» **WRITTEN EXERCISE**: The data follows this line. Copy verbatim the line with "[locate] blue pool water (one point each)" and each line after it to the end.

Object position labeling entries
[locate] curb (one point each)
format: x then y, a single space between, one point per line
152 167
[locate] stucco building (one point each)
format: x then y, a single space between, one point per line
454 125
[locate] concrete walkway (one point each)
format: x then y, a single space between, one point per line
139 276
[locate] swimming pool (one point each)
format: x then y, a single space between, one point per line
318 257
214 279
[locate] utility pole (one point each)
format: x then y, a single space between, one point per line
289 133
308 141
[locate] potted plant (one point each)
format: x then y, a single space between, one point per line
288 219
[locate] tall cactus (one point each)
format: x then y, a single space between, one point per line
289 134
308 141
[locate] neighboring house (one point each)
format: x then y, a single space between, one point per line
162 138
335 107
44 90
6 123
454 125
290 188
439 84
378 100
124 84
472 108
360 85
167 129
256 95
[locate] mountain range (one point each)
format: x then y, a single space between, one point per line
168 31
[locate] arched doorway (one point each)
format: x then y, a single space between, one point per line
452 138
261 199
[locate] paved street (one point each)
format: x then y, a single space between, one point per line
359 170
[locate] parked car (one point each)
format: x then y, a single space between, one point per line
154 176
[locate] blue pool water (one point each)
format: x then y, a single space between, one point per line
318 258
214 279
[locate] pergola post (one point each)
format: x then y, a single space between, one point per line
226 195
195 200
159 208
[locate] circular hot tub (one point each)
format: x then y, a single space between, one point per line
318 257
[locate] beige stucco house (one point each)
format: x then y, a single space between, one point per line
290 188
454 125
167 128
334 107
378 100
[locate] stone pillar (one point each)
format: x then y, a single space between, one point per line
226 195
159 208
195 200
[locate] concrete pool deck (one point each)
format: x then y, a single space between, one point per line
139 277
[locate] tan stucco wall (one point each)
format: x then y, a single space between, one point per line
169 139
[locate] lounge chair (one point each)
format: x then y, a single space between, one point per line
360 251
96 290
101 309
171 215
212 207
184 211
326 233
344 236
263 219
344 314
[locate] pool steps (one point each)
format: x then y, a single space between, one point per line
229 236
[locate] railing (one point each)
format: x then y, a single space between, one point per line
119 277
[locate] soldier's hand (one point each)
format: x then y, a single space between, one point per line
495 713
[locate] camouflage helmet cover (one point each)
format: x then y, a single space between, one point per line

» **FINISHED ANSWER**:
[locate] blue pool water (one point each)
format: x then y, a single space between, one point per line
318 258
214 279
[locate] pergola post (one point each)
format: x then y, a single space between, one point per line
226 195
195 200
159 208
[locate] circular hot tub (one point each)
format: x then y, a single space between, one point per line
318 257
[locate] beige stucco house (one point each)
format: x then y, a single space between, one point per line
290 188
454 125
167 128
334 107
378 100
[locate] stone pillar (one point each)
format: x then y, a single space between, one point per line
226 195
159 208
195 200
[locate] concrete pool deck (one point each)
format: x then y, a single space between, one point per line
139 277
[locate] tan stucco wall (one point each)
format: x then y, a single space between, one point per line
169 139
[locate] lounge chair (one point each)
format: x then y, a single space between, one point per line
360 251
96 290
101 309
171 215
212 207
184 211
326 233
344 236
263 219
344 314
[locate] pool steps (one point each)
format: x then y, a single space between, one point per line
229 236
[locate] railing (one point each)
format: x then y, a single space between, one point per line
119 277
[locate] soldier's hand (one point each)
format: x then y, a single space between, one point per line
495 713
[locate] camouflage helmet cover (one point each)
format: x then y, a single space between, one point per line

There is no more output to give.